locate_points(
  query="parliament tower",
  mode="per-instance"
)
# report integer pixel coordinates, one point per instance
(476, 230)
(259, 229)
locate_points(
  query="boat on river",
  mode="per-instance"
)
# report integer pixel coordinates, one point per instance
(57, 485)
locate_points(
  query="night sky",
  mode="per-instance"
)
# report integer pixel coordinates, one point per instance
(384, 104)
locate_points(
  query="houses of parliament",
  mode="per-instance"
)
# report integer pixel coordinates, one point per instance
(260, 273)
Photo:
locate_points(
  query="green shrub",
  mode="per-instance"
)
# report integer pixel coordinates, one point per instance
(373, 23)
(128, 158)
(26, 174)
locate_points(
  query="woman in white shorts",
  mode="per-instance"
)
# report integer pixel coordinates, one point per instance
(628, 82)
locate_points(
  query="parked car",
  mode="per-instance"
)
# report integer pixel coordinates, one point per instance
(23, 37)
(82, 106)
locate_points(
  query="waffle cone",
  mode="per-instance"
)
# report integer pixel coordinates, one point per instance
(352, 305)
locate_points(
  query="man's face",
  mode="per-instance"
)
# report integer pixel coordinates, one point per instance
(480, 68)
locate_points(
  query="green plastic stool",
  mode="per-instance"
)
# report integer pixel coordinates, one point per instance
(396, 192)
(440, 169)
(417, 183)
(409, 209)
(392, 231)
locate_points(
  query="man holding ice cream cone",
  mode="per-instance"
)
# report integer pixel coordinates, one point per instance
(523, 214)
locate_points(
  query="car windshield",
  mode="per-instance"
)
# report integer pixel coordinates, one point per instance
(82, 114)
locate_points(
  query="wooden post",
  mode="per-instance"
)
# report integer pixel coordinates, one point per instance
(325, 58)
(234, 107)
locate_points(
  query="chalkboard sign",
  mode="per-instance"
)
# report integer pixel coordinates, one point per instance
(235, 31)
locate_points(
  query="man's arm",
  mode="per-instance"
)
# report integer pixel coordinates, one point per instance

WHAT TO PRODUCE.
State how many lines in the items above contain the string "cone". Reply with the number alone.

OUTPUT OF THE TASK.
2